Things to do
1. From the profiles of Crown and McCleskey, list every board that Crown serves on.
2. Answer these questions using the profiles of Crown and McCleskey:
(a) Which areas does Crown's civic work involve?
(b) In what year did McCleskey receive his doctor of ministry degree?
(c) At which church was McCleskey a senior pastor?

Text block
○ ○ ○ ○

Among her civic activities, Crown is involved in children's health and education issues and cultural organizations. She serves on the boards of the Children's Memorial Hospital, Children's Memorial Institute for Education and Research, the Aspen Music Festival and School, the Lyric Opera, the Latin School of Chicago and High Jump.
McCleskey earned two degrees from Duke, a bachelor of arts degree in 1962 and a bachelor of divinity degree in 1966. He received his doctor of ministry degree from Princeton Theological Seminary in 1984. McCleskey has been a member of the Duke Divinity School's Board of Visitors and has served on the university's Annual Fund executive committee.
McCleskey is the resident bishop of the Columbia area for the South Carolina Annual Conference of the United Methodist Church. He is the elected president of the Southeastern Jurisdiction College of Bishops of the United Methodist Church and a member of its executive committee. McCleskey previously served more than 30 years in the Western North Carolina Conference of the United Methodist Church, including appointments as superintendent of the Winston-Salem district and as senior pastor of Myers Park United Methodist Church, a 3,700-member church in Charlotte.

○ ○ ○ ○

Data extracts
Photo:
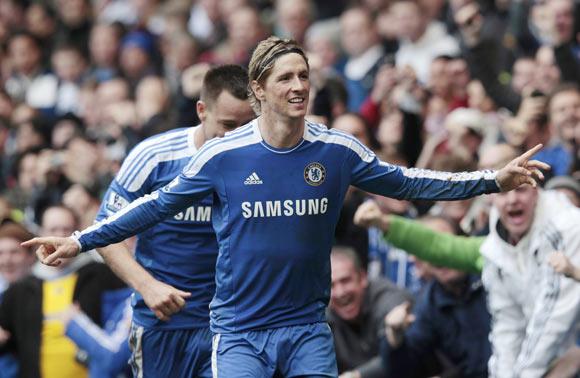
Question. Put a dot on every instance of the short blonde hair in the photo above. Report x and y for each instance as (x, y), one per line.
(263, 59)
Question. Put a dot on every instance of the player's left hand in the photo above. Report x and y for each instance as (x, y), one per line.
(521, 171)
(52, 249)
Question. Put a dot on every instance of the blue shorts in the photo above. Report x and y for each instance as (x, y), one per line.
(304, 350)
(176, 353)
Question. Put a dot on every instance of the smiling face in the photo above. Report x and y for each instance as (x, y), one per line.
(516, 210)
(348, 287)
(285, 90)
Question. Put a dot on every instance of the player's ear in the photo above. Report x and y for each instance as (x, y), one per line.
(258, 90)
(201, 109)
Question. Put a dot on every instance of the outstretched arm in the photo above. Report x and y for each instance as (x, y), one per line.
(441, 249)
(164, 300)
(372, 175)
(194, 183)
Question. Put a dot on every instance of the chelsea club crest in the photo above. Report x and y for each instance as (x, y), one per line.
(314, 174)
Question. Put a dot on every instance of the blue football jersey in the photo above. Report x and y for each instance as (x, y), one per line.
(180, 251)
(274, 213)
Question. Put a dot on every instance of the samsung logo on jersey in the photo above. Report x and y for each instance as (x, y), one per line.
(287, 208)
(195, 214)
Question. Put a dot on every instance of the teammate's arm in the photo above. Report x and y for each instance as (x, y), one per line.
(194, 183)
(164, 300)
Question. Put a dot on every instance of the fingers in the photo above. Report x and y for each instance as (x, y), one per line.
(531, 152)
(171, 304)
(53, 259)
(36, 242)
(537, 174)
(538, 164)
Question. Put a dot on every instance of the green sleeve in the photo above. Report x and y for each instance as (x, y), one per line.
(457, 252)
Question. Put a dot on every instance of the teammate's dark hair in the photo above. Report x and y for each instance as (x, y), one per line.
(230, 78)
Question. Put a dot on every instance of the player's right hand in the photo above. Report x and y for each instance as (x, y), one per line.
(52, 249)
(164, 300)
(369, 214)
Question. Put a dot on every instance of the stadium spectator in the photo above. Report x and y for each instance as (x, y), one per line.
(106, 348)
(420, 39)
(522, 288)
(450, 317)
(15, 263)
(360, 42)
(104, 45)
(30, 307)
(356, 313)
(172, 337)
(283, 313)
(26, 64)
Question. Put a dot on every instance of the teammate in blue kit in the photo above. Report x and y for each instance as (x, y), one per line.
(180, 251)
(278, 185)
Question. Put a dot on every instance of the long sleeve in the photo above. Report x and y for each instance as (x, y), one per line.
(554, 319)
(508, 330)
(194, 183)
(372, 175)
(455, 252)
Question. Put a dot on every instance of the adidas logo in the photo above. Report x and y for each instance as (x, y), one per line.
(253, 179)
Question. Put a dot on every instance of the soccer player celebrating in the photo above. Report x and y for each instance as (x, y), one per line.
(170, 335)
(278, 185)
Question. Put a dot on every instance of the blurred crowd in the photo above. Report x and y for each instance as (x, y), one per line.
(435, 84)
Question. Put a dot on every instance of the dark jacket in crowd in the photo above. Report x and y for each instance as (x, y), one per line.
(357, 343)
(457, 327)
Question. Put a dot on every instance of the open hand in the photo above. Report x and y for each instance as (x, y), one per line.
(521, 171)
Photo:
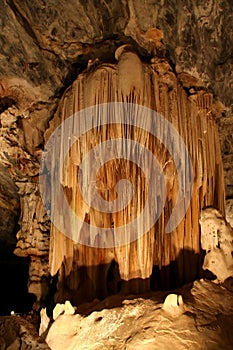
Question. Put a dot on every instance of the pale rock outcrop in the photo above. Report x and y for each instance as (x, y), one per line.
(217, 240)
(141, 323)
(44, 321)
(173, 305)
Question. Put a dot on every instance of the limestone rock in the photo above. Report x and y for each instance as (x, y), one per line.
(217, 240)
(68, 308)
(141, 323)
(44, 321)
(58, 310)
(173, 304)
(139, 264)
(17, 333)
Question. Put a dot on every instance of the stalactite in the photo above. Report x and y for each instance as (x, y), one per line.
(172, 258)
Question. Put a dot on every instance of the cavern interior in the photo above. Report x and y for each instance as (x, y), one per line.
(116, 174)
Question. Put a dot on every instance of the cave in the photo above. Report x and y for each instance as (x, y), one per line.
(116, 174)
(14, 270)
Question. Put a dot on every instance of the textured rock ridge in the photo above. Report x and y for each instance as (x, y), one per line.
(154, 259)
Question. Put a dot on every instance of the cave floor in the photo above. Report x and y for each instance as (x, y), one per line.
(204, 321)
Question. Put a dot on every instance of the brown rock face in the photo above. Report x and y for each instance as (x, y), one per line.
(155, 259)
(44, 49)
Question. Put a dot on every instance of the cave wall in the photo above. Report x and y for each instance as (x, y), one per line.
(155, 259)
(43, 50)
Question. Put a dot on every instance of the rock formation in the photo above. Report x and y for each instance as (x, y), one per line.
(217, 241)
(141, 323)
(155, 259)
(44, 50)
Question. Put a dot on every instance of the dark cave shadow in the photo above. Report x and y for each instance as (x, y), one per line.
(92, 288)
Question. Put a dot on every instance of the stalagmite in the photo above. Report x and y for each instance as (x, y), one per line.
(155, 259)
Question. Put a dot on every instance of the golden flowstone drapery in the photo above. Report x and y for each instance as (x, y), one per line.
(156, 259)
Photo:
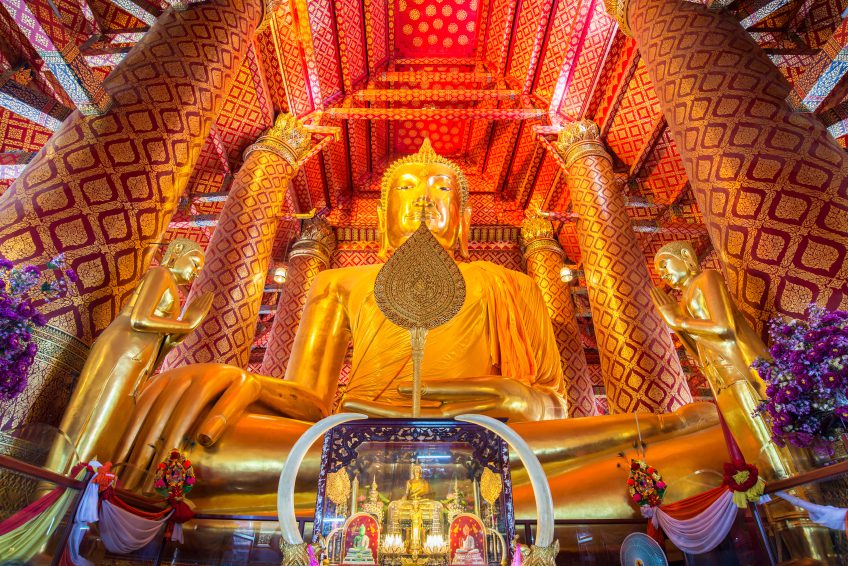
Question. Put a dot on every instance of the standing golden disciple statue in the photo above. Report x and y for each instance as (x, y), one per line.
(129, 350)
(716, 333)
(416, 486)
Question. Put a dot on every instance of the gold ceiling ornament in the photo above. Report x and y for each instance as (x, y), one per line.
(177, 248)
(424, 156)
(490, 486)
(618, 10)
(338, 489)
(288, 138)
(418, 289)
(317, 239)
(537, 234)
(578, 139)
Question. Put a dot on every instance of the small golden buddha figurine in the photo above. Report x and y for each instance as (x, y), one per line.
(129, 350)
(717, 334)
(416, 486)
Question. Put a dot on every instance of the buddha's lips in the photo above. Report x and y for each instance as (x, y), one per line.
(417, 216)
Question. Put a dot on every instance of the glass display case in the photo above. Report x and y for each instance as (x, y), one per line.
(398, 492)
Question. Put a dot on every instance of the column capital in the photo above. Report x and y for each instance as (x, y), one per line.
(537, 234)
(618, 10)
(579, 139)
(317, 240)
(287, 138)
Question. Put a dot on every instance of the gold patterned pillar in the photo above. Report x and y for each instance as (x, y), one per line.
(239, 251)
(543, 257)
(309, 256)
(771, 183)
(640, 367)
(103, 188)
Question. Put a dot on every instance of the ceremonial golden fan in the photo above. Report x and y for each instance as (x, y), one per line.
(419, 288)
(490, 486)
(338, 488)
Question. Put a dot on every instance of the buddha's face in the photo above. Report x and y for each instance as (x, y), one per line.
(673, 269)
(186, 267)
(428, 192)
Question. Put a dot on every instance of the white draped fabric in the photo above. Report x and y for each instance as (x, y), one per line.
(703, 532)
(824, 515)
(122, 532)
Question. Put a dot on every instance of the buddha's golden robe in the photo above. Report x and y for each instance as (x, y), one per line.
(503, 329)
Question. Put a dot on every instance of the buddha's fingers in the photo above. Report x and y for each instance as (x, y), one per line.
(149, 436)
(145, 400)
(186, 413)
(241, 393)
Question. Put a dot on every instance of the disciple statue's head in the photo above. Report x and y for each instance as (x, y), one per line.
(424, 187)
(676, 263)
(184, 259)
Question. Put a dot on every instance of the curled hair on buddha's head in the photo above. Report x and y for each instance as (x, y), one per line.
(425, 155)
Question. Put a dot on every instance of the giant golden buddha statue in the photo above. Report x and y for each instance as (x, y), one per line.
(497, 356)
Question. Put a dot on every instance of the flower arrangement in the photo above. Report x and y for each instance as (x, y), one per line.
(807, 379)
(645, 484)
(744, 481)
(174, 476)
(22, 289)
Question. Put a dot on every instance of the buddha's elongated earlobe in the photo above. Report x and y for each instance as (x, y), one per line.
(382, 233)
(464, 231)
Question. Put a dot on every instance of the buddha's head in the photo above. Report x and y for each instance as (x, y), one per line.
(425, 186)
(184, 259)
(676, 263)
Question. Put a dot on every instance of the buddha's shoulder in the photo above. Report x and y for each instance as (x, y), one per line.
(345, 278)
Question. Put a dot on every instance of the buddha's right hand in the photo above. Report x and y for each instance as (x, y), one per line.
(170, 405)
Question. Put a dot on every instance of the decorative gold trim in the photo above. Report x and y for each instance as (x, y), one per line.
(537, 234)
(618, 10)
(60, 349)
(580, 139)
(287, 138)
(317, 239)
(542, 245)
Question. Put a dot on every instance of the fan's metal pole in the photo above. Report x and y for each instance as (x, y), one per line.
(418, 337)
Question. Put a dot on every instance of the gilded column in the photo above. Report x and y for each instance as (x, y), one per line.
(543, 257)
(239, 251)
(104, 187)
(309, 256)
(771, 183)
(639, 364)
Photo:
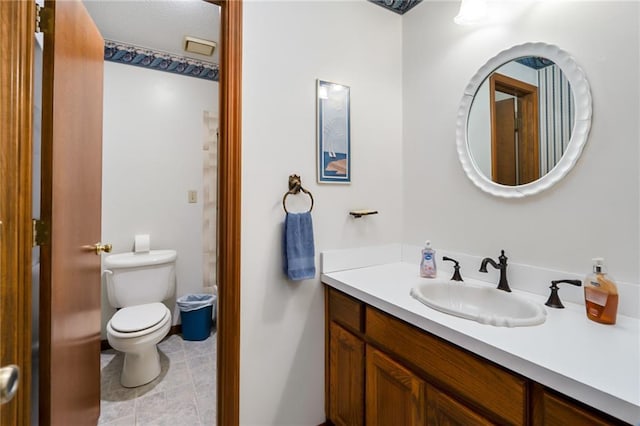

○ ○ ○ ○

Answers
1.
Children's Memorial Hospital
Children's Memorial Institute for Education and Research
the Aspen Music Festival and School
the Lyric Opera
the Latin School of Chicago
High Jump

2.
(a) Children's health and education issues and cultural organizations.
(b) 1984.
(c) Myers Park United Methodist Church in Charlotte.